Hi there ocon,

Don't forget that when submitting detail via a submitted form, irrespective of whether it is $_POST or $_GET, the default 'type' being sent through from the form to the server is string.

First thing as you need to do with this data is type cast it so that you get the results that you expect.

Have a read of this [php.net], then you will see what I mean.

Then hopefully you can refine your if clause, and try to parenthesis your evaluations so as not to confuse php too much. Think of it as an algebra equation, then you will be able to see what to do then...

Cheers,
MRb

You're making it more complicated than it has to be. :-) This is the key to your answer:

Else, it returns nothing: ?

Exactly. This is the result of browser function: they will only submit checkbox values if they are checked.

This makes security in respect to this field irrelevant. All you're doing is checking if it's set, you're not actually inserting the form input in your database, giving you one less field to validate. (Extension of Selena Sol's "Use only what you want and throw everything else away.")

### Listed entries:
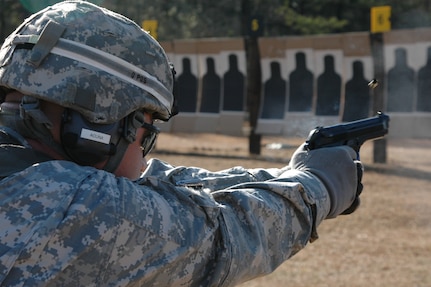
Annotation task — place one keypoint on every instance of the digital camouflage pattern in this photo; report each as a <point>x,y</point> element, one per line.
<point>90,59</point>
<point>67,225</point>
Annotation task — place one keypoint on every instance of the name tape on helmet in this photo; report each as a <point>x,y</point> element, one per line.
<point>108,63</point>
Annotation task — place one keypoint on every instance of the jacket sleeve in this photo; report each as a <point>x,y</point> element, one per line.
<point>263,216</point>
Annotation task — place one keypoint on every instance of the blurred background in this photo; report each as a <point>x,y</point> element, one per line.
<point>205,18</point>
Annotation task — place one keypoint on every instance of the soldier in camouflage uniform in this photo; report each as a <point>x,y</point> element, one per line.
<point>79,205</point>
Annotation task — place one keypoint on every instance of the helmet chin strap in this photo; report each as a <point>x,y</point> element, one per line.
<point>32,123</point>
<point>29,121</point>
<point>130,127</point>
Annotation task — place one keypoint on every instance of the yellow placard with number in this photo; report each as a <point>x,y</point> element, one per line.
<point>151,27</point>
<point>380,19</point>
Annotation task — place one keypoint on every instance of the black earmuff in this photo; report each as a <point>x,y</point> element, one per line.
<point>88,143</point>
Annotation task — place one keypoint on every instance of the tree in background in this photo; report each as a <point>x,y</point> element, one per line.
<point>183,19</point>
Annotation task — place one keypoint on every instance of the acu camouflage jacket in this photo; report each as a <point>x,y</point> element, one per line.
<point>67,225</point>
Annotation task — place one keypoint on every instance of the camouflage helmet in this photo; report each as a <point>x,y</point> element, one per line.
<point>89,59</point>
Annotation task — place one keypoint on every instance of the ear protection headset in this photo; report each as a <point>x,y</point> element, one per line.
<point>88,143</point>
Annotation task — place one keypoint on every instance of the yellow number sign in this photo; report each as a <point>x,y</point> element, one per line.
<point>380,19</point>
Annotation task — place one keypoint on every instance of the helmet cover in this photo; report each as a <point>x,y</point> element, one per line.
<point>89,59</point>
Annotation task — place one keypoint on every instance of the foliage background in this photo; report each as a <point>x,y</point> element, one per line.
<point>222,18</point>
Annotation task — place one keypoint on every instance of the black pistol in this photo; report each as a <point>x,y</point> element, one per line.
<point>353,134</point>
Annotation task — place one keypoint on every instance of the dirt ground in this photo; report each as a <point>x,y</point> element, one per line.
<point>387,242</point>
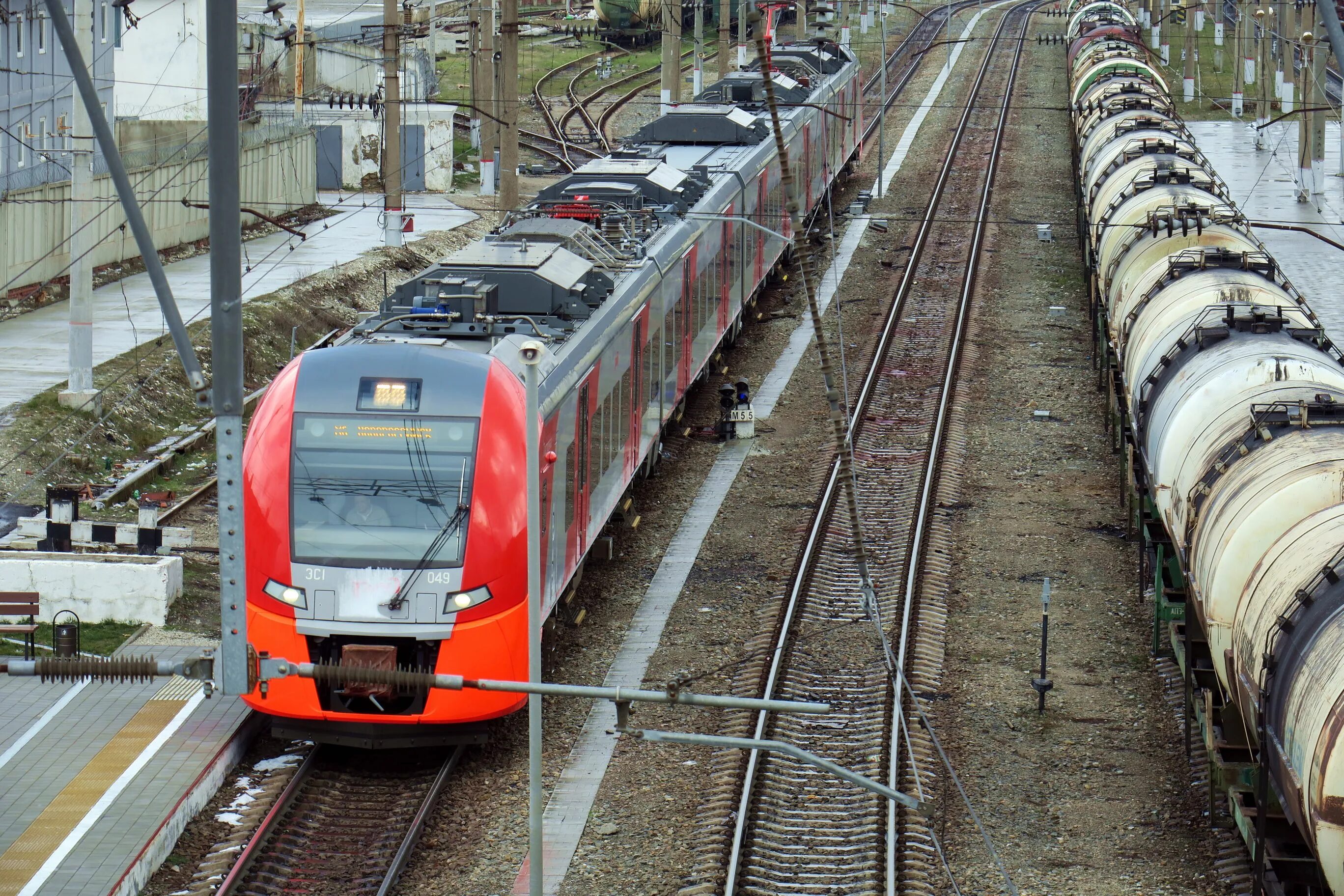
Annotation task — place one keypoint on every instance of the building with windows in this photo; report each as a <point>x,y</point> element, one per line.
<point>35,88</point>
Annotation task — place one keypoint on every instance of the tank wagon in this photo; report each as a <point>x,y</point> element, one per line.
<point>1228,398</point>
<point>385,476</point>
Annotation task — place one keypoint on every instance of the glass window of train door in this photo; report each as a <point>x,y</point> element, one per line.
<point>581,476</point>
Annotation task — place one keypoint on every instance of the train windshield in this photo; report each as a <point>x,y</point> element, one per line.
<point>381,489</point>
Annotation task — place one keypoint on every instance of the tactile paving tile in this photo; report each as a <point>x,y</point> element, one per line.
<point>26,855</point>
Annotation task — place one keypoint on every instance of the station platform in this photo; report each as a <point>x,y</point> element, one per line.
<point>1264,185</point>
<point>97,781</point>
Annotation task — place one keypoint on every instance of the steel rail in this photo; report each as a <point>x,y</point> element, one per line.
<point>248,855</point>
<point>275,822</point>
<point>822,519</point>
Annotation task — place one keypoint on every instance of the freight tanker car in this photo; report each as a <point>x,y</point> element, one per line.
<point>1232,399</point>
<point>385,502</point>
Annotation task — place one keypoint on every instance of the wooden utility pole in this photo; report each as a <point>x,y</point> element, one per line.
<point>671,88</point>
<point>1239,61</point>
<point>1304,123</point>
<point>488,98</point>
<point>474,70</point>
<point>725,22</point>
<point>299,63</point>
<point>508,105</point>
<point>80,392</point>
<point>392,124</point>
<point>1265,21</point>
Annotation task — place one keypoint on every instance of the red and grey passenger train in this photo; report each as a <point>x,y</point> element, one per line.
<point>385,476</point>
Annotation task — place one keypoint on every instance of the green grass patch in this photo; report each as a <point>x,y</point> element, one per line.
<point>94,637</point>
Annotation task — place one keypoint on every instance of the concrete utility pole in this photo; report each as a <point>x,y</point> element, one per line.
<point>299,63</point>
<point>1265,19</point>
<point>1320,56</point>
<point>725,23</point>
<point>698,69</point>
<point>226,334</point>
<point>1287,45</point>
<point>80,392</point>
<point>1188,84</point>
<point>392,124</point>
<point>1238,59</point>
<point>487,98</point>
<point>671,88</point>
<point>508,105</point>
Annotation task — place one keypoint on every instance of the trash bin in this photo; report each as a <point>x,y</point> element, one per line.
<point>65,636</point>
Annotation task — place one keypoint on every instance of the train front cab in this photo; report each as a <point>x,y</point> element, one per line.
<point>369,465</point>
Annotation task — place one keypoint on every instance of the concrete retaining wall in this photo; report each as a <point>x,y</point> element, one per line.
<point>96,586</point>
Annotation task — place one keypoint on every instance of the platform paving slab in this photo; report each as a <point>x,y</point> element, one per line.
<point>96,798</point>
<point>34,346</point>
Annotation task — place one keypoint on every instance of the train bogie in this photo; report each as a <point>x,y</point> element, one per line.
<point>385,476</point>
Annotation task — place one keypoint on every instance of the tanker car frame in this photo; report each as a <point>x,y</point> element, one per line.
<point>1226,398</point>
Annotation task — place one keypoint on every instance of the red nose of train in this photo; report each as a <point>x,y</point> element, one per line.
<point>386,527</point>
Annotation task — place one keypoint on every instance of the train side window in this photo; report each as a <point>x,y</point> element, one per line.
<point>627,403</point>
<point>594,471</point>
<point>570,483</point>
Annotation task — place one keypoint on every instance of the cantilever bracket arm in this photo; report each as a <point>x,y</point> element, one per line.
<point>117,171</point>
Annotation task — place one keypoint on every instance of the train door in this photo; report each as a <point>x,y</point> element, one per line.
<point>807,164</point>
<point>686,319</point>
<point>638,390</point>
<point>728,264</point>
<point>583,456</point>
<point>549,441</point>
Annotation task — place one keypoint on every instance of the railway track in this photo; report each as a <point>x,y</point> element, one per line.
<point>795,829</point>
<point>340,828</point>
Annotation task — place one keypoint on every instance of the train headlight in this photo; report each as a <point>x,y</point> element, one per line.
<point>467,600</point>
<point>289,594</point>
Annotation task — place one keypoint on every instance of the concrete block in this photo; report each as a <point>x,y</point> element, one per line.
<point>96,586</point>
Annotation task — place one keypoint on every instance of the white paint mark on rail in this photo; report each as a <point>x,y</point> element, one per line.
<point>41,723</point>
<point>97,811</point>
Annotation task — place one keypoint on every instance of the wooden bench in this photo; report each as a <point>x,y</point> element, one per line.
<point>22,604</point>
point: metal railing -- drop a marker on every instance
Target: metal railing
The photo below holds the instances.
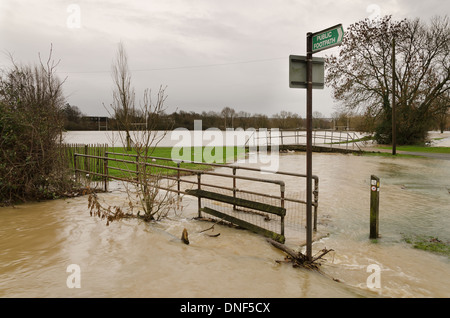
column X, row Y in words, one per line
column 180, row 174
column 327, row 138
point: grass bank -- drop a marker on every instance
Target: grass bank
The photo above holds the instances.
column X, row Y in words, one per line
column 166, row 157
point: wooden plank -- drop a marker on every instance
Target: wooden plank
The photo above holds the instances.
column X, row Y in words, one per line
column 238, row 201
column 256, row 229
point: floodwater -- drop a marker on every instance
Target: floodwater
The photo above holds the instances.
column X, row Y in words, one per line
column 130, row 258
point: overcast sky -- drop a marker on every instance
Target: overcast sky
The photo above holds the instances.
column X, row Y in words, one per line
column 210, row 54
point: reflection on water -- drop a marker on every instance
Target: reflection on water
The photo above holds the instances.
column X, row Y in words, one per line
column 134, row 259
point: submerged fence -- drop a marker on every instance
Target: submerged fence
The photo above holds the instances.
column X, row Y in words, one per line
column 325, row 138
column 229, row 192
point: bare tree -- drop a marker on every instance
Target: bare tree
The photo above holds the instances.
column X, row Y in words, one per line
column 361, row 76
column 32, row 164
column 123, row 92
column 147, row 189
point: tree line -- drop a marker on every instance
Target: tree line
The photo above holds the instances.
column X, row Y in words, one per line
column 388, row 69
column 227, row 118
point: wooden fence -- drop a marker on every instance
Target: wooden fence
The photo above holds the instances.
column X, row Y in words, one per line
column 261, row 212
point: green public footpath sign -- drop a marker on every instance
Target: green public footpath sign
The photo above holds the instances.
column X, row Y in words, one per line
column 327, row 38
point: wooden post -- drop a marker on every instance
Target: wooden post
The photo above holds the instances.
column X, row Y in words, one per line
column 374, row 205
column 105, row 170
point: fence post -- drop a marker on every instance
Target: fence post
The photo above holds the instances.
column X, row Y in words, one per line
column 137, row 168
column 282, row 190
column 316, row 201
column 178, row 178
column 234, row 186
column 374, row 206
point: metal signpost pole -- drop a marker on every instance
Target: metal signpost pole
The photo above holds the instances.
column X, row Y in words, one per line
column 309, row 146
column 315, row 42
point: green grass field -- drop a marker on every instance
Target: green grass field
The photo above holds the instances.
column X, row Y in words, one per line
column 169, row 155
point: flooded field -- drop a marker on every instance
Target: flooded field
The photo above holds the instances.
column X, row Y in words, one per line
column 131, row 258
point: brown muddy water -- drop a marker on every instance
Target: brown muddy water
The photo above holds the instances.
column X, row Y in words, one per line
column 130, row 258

### Required actions:
(1) List every personal name or username that appears in the forum thread.
(2) Reproduce the forum thread word for word, from "You're making it" to "they are checked.".

### Written answers:
(1)
ocon
MRb
Selena Sol

(2)
You're making it more complicated than it has to be. :-) This is the key to your answer:

Else, it returns nothing: ?

Exactly. This is the result of browser function: they will only submit checkbox values if they are checked.